## Tasks to complete
a) In the interview about the mokuhanga residency, what is a baren?
b) Return the part of the mokuhanga interview starting at "I don’t think you" and ending at "structure of language.".

## Page
□ □ □ □
I was at MI-LAB for five weeks doing the advanced mokuhanga residency with four other residents. It’s near Mount Fuji and the program began over 20 years ago to train non-Japanese artists in this form of printmaking. It gives artists the opportunity to learn from master printers, who advise you on the projects you propose.

 

What did you work on there?

In terms of technique, I wanted to work on how to print large. In mokuhanga, you carve one or more woodblocks, apply ink with a brush, lay the dampened paper on top of it, and print by hand using a tool called a baren, which is a flat disk covered in bamboo, to apply pressure. The paper and the block are dampened, and the technique works particularly well in Japan where it is humid. Because the paper is damp and you are using water-based inks, it doesn’t require the same amount of pressure as oil-based inks. In order to manipulate large-scale prints by hand, you have to be careful about the registration to ensure you get the sheet laid on each block correctly.

I did a series of four prints. The source material for the project was a late-eighteenth century book on geology, on crystal formations. It is a theoretical work that shows what were thought to be all the possible variations on crystalline shapes. I found all the facets visually beautiful, and some of the images are shown with their mirror image version. I used these images to think about how word order in certain pairs of languages can appear to be reversed relative to each other, or at least parts of it are reversed. In English and Japanese, for example, there are many phrases that look like they have  opposite word orders to each other. The series, Stereosyntax, explores ways in which languages vary and things that are constant across all languages, which is one of the core questions of the field of linguistics.

 

You talk about in your essay, “Visual Reconstructions of Language” that for a decade you felt you were on two separate, unrelated tracks in your life, with linguistics and art. As someone who figured out how to merge your interests, do you have any advice for MIT students who may feel similarly?

I don’t think you can force it. It took me some time to realize, but I believe that my interest in language and my interest in art come from the same place. They both arise from a deep interest in how the mind processes the complex relationships within the domain of language. But if I had tried to force a connection earlier, I don’t think that some of the deeper connections would have been apparent to me. For me, at least, merging my two interests required pursuing each area independently before the commonalities began to emerge and I realized that my visual work was becoming a reflection of my thoughts on the structure of language.
□ □ □ □
## Raw data
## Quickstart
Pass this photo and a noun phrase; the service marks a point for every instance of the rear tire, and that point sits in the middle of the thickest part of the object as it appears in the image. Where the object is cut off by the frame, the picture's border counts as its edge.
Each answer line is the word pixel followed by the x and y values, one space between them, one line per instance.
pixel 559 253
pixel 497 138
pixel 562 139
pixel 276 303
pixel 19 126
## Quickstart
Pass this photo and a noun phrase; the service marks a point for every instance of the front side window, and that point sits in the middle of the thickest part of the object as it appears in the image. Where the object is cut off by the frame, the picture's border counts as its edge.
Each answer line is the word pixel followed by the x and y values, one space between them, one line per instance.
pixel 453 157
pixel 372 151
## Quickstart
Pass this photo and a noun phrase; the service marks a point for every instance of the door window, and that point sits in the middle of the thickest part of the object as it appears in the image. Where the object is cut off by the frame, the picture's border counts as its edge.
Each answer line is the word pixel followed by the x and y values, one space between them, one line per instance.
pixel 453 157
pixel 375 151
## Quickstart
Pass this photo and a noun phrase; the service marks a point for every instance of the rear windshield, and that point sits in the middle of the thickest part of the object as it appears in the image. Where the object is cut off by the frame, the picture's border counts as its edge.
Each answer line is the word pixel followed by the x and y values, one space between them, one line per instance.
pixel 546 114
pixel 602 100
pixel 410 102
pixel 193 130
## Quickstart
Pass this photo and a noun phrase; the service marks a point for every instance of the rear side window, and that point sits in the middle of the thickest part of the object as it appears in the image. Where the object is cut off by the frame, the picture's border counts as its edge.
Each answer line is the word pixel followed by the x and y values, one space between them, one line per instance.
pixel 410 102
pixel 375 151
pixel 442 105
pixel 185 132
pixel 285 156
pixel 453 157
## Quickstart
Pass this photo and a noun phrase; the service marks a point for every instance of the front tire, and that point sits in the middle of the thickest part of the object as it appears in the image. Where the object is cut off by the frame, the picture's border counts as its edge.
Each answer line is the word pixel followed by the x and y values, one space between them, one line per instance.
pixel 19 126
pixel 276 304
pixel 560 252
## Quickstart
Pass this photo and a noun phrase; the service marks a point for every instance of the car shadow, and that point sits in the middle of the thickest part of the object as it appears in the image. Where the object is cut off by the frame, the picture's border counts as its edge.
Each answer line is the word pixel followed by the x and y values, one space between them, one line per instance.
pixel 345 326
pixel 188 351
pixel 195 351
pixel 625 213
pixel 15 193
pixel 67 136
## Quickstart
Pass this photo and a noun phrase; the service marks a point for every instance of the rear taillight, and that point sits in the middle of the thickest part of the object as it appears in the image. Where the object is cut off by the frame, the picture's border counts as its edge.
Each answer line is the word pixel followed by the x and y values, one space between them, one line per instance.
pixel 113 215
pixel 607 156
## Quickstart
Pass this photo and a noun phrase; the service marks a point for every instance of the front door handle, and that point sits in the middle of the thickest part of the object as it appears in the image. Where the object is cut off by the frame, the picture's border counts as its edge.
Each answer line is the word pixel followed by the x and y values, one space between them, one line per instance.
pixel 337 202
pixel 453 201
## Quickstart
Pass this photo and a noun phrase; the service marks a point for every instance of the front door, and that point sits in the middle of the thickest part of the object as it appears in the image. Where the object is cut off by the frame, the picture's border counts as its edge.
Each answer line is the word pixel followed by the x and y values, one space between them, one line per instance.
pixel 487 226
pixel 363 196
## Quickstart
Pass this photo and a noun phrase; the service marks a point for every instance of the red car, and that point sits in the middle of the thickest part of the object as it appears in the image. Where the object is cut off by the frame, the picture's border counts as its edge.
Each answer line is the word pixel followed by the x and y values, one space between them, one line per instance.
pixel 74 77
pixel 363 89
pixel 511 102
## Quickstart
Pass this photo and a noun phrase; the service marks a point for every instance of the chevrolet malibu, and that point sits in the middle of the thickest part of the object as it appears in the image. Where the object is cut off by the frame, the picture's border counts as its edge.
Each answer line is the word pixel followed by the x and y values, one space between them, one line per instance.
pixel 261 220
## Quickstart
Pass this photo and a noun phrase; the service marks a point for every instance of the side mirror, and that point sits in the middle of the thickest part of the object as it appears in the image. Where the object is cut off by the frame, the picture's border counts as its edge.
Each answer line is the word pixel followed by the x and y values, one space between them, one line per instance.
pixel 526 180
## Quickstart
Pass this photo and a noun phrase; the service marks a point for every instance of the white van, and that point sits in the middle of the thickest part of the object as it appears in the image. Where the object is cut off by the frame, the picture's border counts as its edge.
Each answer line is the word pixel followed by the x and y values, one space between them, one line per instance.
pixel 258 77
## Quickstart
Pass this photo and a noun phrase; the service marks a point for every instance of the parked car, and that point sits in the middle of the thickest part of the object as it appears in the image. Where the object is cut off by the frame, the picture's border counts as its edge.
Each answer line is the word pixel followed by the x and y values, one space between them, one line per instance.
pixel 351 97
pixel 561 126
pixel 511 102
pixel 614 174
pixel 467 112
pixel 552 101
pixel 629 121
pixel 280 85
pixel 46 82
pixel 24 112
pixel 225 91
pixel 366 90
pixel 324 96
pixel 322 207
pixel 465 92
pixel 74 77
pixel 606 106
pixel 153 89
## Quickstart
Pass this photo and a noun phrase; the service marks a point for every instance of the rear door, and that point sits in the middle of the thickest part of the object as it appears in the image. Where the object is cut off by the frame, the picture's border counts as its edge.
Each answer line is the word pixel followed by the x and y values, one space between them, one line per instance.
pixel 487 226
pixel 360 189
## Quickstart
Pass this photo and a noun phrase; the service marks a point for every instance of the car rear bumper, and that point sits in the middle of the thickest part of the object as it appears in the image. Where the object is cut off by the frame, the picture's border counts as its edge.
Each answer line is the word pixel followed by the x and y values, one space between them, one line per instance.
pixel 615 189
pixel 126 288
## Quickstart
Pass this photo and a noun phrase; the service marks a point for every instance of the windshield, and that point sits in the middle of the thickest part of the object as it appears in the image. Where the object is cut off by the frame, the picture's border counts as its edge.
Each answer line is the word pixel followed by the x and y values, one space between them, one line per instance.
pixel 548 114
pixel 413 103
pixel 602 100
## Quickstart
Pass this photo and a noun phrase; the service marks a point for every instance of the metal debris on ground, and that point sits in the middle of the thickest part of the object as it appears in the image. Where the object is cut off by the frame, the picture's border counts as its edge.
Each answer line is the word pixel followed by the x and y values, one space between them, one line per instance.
□ □ □ □
## The replies
a) A baren is a flat disk covered in bamboo, used to apply pressure when printing by hand.

b)
I don’t think you can force it. It took me some time to realize, but I believe that my interest in language and my interest in art come from the same place. They both arise from a deep interest in how the mind processes the complex relationships within the domain of language. But if I had tried to force a connection earlier, I don’t think that some of the deeper connections would have been apparent to me. For me, at least, merging my two interests required pursuing each area independently before the commonalities began to emerge and I realized that my visual work was becoming a reflection of my thoughts on the structure of language.